## WRITTEN REQUEST
Give back the line where "For every instance of the distant" appears and all the lines after it until the listing ends, unchanged and with nothing else.

## EXTRACTED ENTRIES
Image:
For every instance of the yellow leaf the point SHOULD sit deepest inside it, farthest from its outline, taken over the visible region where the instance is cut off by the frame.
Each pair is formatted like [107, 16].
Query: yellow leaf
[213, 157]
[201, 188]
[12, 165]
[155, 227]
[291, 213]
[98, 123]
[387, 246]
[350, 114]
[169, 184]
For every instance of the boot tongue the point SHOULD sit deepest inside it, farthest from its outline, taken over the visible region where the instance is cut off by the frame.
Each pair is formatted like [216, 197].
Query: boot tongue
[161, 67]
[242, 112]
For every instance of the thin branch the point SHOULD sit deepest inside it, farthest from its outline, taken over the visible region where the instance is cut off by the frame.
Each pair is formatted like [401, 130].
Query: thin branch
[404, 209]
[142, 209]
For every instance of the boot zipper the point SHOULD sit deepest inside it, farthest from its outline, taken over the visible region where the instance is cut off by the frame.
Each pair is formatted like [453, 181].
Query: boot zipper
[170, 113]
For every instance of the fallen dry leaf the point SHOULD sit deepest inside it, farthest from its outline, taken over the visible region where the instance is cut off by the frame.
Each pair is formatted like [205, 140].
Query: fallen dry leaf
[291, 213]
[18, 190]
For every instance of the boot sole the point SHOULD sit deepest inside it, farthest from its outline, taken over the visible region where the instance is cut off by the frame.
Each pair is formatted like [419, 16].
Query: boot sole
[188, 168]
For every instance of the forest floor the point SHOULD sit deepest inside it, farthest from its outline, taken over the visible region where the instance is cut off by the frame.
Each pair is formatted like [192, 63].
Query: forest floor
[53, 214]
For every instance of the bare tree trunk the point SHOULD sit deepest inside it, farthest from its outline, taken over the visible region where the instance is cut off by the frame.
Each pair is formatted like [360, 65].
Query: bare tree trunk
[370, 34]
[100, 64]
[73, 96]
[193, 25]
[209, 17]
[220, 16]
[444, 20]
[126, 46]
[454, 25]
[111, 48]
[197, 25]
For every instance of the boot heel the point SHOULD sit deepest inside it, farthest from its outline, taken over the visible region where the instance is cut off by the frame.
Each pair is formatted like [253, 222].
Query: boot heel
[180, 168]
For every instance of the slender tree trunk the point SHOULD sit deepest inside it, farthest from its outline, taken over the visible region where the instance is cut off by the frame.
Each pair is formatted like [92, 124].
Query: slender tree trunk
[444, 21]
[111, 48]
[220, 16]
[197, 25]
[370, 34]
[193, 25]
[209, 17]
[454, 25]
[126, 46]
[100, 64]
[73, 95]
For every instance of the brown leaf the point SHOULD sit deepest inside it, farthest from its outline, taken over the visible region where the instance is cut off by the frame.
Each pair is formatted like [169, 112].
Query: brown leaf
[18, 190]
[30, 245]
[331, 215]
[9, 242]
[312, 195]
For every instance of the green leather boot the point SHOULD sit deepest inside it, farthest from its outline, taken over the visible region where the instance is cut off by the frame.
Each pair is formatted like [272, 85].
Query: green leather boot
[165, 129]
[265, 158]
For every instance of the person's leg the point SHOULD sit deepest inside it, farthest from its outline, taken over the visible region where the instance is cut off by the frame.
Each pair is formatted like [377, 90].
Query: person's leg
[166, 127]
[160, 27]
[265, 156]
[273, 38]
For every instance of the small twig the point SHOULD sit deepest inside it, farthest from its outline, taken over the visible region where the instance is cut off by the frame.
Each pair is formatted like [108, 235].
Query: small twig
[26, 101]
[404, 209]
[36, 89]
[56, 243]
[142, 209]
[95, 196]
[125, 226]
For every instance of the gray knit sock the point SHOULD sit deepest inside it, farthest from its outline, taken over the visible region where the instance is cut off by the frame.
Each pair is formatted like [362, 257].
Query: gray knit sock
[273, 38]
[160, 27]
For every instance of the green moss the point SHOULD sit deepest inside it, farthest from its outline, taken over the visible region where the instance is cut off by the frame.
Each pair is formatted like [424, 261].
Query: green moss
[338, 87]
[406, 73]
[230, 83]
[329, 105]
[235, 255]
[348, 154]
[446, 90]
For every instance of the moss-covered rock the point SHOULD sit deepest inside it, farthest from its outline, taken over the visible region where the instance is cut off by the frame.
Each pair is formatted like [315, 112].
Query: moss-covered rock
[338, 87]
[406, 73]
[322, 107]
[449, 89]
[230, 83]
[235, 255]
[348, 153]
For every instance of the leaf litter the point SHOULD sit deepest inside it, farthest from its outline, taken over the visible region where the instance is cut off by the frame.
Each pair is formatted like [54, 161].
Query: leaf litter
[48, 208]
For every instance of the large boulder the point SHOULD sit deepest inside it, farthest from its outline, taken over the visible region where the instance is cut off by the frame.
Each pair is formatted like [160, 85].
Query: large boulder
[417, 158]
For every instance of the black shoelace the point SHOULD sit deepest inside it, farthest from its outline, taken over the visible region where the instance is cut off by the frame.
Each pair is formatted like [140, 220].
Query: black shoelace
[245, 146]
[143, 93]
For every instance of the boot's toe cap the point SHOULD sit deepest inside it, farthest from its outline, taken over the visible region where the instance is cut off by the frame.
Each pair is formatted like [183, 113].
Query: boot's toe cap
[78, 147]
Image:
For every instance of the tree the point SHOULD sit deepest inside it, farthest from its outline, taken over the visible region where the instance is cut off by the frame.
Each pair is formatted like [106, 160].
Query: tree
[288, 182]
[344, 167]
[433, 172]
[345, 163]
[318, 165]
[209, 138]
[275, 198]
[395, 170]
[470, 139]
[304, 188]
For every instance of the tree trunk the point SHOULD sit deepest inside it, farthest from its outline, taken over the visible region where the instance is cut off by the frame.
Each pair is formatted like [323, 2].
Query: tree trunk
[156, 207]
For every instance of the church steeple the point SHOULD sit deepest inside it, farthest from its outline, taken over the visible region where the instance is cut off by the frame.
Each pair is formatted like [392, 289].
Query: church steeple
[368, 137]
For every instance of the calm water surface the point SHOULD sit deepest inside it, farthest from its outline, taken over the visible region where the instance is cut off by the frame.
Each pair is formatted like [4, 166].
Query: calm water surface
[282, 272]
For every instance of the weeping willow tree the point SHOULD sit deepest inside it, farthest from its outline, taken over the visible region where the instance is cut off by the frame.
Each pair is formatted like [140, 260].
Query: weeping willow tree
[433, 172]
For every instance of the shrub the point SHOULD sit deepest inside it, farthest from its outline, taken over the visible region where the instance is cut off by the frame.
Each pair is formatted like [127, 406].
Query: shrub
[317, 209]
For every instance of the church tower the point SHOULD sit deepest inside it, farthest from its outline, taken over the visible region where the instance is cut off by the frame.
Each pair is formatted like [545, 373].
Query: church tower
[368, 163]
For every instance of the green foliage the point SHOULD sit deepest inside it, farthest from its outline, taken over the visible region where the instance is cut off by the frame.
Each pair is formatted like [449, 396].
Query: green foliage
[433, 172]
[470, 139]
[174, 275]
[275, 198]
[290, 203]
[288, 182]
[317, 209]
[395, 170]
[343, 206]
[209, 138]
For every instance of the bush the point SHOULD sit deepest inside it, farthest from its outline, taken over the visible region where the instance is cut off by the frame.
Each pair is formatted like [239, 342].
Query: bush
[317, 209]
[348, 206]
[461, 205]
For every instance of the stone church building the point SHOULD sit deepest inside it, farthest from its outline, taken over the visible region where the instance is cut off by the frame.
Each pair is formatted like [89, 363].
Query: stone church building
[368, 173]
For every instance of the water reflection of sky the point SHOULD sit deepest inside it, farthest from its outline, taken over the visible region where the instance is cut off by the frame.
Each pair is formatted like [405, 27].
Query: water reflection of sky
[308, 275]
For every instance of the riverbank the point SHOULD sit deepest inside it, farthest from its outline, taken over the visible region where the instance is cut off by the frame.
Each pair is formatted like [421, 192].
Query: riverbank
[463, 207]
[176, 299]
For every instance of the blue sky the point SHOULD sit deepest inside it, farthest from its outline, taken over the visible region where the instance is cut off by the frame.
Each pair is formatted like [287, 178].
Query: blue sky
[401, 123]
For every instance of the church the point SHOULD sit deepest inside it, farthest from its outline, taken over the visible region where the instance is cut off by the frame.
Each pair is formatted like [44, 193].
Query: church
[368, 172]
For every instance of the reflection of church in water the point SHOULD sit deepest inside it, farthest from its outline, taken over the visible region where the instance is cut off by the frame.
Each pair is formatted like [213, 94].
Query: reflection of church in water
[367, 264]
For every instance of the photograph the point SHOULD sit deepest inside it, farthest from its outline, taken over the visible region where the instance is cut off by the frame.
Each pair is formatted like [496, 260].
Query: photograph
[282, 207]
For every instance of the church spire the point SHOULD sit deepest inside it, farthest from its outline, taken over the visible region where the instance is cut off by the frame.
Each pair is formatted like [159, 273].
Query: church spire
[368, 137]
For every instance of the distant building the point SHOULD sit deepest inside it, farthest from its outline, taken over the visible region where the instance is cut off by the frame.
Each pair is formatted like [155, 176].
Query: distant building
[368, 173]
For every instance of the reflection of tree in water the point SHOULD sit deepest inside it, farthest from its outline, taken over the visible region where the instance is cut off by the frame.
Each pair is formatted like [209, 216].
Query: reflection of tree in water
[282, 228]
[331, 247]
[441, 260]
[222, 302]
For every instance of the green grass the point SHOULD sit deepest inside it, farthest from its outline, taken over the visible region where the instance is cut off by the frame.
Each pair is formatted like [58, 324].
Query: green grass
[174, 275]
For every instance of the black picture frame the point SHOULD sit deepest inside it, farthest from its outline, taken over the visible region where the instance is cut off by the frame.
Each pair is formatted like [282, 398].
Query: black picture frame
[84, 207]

## RESULT FOR THIS TASK
For every instance of the distant building the point SHOULD sit deepest inside it, farthest from its outline, taken over the visible region where the instance is cut off by the frame.
Each pair is formatted like [155, 176].
Query: distant building
[368, 173]
For every instance of the reflection of tree in water the point SHOULD sit deepest inside it, farthest from its outline, taken over the visible region where the instance is cut off by the frame.
Each pair is formatted like [209, 216].
Query: reflection of tree in water
[282, 228]
[331, 247]
[441, 260]
[222, 302]
For every instance of the green grass the point SHOULD sit deepest inside it, farthest from its outline, taken over the visible region where the instance is cut off by the frame.
Each pair is formatted like [58, 324].
Query: green grass
[174, 275]
For every instance of the black picture frame the point SHOULD sit deepest inside it, farthest from its outline, taken over the visible region where the instance is cut off by the frame.
Each pair is formatted like [282, 398].
Query: black picture frame
[84, 207]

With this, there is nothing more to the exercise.